* Requirement: Write out the records once more, exactly, and keep any image out.

* Dataset extract:

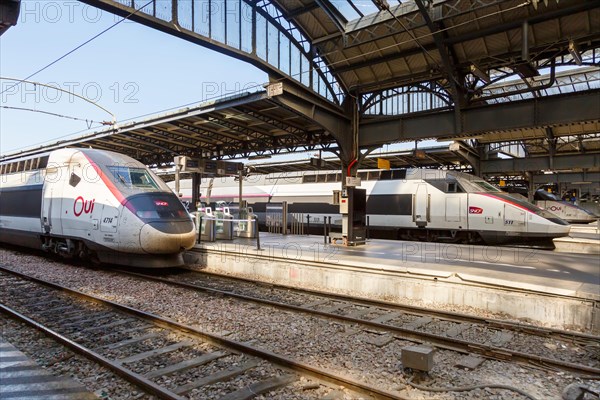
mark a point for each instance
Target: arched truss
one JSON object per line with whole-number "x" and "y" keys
{"x": 255, "y": 31}
{"x": 505, "y": 85}
{"x": 407, "y": 99}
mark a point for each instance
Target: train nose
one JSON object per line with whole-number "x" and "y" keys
{"x": 167, "y": 237}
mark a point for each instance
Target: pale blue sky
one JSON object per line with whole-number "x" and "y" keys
{"x": 131, "y": 70}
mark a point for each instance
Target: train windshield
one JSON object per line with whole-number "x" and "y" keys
{"x": 133, "y": 177}
{"x": 486, "y": 186}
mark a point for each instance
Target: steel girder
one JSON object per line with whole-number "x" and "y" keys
{"x": 542, "y": 163}
{"x": 210, "y": 26}
{"x": 477, "y": 121}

* Answer to this exercise:
mark a point for each instance
Target: arched truss
one JSON object per line with whole-number "x" and "y" keys
{"x": 255, "y": 31}
{"x": 505, "y": 85}
{"x": 407, "y": 99}
mark a point for each instance
Target: train nose
one JSON object per line with whole-number "x" and "y" keys
{"x": 167, "y": 237}
mark a point for each instance
Target: pale blue sky
one JSON object per line with whole-number "x" and "y" keys
{"x": 131, "y": 70}
mark a point for each instance
Target: train windshield
one JSON object per line with whole-number "x" and "y" keys
{"x": 133, "y": 177}
{"x": 486, "y": 186}
mark a point for each instance
Target: steel girder
one JSON object per line with whole-number "x" and "y" keys
{"x": 542, "y": 163}
{"x": 210, "y": 26}
{"x": 477, "y": 121}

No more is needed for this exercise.